▶ What is expected: Rewrite everything from the line containing "yellow high-visibility jacket." down to the line containing "[809,500,937,783]", swapping "mud flap" for "splash guard" and leaving the rest of those lines unchanged.

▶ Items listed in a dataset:
╭──
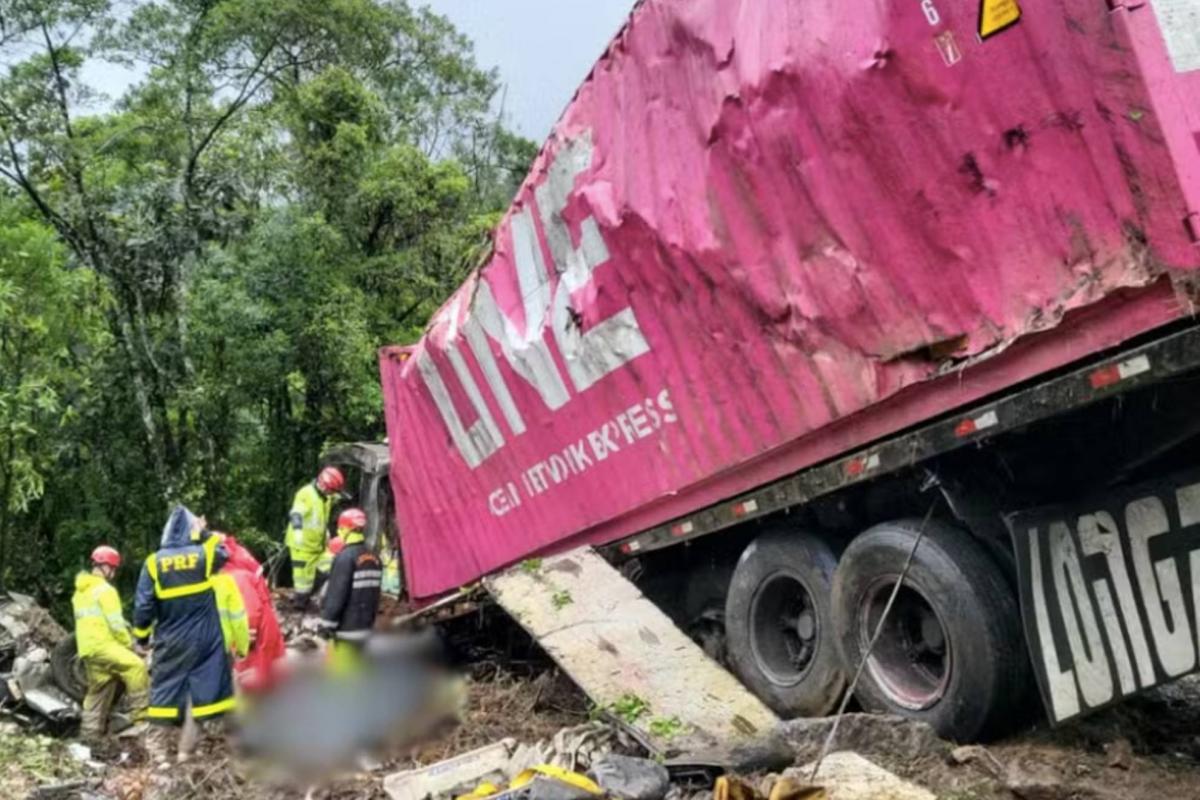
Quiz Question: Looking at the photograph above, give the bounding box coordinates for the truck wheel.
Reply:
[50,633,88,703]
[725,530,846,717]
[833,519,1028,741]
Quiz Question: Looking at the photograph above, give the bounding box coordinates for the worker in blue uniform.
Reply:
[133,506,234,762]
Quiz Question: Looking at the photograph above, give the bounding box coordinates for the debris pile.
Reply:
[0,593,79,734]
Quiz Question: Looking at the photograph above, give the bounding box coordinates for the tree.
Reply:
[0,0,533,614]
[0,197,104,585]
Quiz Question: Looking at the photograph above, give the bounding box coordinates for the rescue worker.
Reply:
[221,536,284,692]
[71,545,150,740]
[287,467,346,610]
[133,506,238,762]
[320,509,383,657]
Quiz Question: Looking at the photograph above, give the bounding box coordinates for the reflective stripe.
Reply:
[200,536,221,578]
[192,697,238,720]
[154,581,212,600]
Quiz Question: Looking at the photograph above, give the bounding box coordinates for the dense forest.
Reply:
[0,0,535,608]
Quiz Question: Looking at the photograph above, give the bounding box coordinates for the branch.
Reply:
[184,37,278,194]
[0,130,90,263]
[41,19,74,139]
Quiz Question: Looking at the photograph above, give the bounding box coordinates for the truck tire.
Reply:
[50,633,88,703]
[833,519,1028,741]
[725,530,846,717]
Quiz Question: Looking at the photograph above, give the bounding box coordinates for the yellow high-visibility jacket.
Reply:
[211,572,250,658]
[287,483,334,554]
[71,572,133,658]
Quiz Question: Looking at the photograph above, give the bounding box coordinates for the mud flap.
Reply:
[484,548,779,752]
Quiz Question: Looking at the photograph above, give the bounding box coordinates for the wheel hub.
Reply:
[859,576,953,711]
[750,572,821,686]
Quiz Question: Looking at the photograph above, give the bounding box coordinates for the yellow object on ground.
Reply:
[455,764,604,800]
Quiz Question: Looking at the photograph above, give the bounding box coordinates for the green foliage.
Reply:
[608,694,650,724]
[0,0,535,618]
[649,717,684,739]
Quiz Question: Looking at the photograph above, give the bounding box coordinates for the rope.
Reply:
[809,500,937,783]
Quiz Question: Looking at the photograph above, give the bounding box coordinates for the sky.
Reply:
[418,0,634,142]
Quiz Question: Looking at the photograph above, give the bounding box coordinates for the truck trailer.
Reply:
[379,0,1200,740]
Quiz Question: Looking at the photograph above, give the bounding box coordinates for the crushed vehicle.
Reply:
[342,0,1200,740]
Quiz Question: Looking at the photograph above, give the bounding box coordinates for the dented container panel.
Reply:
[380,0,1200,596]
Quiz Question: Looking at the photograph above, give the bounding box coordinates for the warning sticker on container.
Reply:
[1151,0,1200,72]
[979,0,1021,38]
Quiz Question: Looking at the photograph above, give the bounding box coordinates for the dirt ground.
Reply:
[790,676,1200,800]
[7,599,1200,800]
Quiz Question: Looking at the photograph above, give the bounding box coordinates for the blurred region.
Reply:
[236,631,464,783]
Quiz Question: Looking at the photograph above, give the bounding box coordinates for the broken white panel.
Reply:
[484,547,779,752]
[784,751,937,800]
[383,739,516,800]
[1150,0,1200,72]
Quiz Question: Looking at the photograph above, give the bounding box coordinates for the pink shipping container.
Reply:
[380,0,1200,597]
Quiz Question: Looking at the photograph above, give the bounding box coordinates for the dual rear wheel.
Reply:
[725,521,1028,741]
╰──
╭──
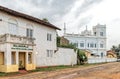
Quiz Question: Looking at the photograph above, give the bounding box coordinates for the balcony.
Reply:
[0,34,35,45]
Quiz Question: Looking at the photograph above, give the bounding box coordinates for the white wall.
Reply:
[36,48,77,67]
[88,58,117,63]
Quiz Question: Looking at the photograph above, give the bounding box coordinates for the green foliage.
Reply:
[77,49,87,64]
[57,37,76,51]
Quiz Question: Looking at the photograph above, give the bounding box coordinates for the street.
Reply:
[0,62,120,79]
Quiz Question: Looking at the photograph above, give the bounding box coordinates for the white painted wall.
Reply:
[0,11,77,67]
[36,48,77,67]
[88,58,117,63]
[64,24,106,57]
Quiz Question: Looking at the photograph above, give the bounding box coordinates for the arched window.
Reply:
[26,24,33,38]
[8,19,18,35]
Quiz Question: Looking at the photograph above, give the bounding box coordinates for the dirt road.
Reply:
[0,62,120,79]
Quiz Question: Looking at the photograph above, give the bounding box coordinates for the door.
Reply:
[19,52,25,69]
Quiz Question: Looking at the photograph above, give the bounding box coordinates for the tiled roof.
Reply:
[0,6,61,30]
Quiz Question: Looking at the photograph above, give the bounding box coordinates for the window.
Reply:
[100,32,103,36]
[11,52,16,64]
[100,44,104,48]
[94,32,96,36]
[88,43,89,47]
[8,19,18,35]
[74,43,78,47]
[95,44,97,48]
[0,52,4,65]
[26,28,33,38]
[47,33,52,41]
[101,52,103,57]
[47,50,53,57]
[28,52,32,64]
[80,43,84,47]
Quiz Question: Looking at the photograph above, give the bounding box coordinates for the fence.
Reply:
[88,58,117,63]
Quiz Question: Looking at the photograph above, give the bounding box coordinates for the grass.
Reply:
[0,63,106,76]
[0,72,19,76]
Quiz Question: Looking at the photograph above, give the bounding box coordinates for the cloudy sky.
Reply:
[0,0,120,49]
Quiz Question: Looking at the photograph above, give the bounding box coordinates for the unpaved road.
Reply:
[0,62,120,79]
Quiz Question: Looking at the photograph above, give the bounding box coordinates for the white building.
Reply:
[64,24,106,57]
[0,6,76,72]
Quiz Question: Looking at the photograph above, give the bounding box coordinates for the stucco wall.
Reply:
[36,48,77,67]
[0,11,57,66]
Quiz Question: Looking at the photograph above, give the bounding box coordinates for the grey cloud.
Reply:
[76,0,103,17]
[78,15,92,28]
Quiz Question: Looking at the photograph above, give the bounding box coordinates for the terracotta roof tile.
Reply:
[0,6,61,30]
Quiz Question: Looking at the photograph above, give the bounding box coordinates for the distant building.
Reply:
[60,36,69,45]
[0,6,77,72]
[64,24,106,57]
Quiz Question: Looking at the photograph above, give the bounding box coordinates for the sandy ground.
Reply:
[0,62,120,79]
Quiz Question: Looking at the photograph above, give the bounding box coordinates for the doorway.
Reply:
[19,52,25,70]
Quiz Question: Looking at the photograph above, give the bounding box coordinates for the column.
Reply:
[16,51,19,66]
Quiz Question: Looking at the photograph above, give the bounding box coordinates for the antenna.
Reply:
╰──
▶ Solution to the exercise:
Quiz Question: Looking at the photograph above, give the bounding box coordinates for the yellow high-visibility jacket.
Reply:
[211,572,250,658]
[287,483,334,554]
[71,572,133,658]
Quiz Question: Looking at the photograph above, give the bounding box coordinates for the splash guard.
Reply:
[484,548,779,752]
Quiz Question: Looking at the photograph above, give the bounding box coordinates for the wheel hub.
Reply:
[859,576,953,711]
[750,572,821,686]
Quiz Question: Looking at the photograph above, give the bounding box coordinates for the yellow object on ground.
Reply:
[455,764,604,800]
Quiz Question: Looking at the photograph above, give the bounding box coordinates for the green foliage.
Reply:
[608,694,650,724]
[0,0,535,618]
[649,717,684,739]
Quiz Question: Looking at the photograph above, give the bounding box coordinates for the rope.
Reply:
[809,500,937,783]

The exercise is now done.